-------- Available records
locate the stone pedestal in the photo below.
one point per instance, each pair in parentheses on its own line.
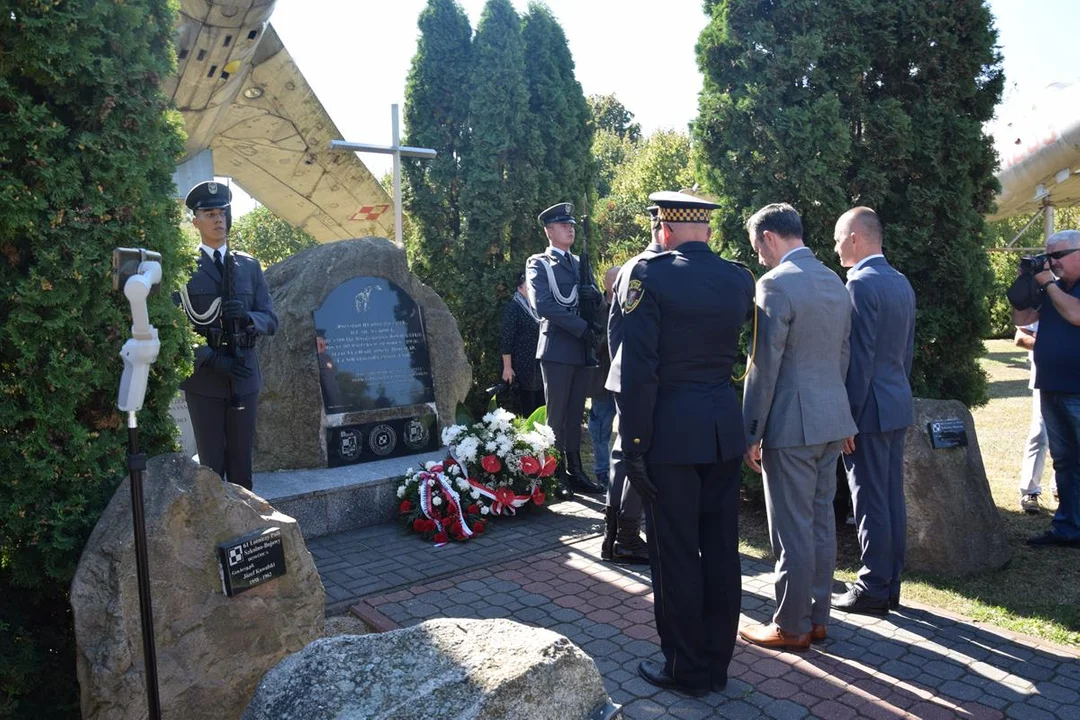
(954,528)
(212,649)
----------------
-------- Available records
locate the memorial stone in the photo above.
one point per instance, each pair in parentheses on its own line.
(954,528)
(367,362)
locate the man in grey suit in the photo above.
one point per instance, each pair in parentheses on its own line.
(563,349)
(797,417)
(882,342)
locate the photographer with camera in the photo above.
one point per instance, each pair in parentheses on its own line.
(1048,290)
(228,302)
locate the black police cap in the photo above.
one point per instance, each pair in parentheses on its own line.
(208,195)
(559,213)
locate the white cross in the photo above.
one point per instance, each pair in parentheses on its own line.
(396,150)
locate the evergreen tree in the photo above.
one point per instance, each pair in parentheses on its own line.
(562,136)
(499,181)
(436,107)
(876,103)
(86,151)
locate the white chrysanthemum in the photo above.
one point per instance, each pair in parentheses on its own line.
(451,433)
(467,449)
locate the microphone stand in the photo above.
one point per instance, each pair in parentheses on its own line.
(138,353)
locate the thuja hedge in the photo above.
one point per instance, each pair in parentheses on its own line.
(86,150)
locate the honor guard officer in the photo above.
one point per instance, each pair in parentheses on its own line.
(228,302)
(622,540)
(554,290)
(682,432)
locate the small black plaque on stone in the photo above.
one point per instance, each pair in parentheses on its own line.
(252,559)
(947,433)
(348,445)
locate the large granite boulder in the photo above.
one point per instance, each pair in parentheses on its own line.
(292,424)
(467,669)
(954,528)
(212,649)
----------------
-------- Available records
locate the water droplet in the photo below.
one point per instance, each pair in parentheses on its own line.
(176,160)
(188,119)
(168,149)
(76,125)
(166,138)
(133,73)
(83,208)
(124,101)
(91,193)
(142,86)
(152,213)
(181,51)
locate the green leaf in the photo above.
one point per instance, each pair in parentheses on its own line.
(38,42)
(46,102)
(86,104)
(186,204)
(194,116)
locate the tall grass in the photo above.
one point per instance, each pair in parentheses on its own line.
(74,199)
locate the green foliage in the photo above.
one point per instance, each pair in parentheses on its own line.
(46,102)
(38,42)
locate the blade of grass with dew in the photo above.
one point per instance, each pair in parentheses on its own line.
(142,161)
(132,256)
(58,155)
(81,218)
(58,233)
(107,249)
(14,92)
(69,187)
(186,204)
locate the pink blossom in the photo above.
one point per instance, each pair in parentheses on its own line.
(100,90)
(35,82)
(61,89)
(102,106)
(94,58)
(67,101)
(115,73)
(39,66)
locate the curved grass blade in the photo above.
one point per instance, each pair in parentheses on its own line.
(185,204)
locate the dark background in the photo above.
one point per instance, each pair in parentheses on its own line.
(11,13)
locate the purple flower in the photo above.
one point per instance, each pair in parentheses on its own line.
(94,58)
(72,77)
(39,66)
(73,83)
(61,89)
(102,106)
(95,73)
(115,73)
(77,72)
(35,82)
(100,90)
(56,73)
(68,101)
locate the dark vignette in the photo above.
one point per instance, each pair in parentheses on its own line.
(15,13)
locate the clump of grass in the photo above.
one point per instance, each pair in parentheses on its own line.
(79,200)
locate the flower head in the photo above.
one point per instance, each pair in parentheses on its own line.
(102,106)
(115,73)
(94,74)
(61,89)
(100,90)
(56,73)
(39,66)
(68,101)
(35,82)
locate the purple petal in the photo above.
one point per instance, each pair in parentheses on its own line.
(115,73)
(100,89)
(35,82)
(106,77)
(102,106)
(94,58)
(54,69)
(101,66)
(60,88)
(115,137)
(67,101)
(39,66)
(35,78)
----------------
• **Requirement**
If a line of the material contains the word "white", pick it out and copy it.

• **Answer to the exercise**
locate the white cross in the photo above.
locate the white chrysanthemum in the photo above.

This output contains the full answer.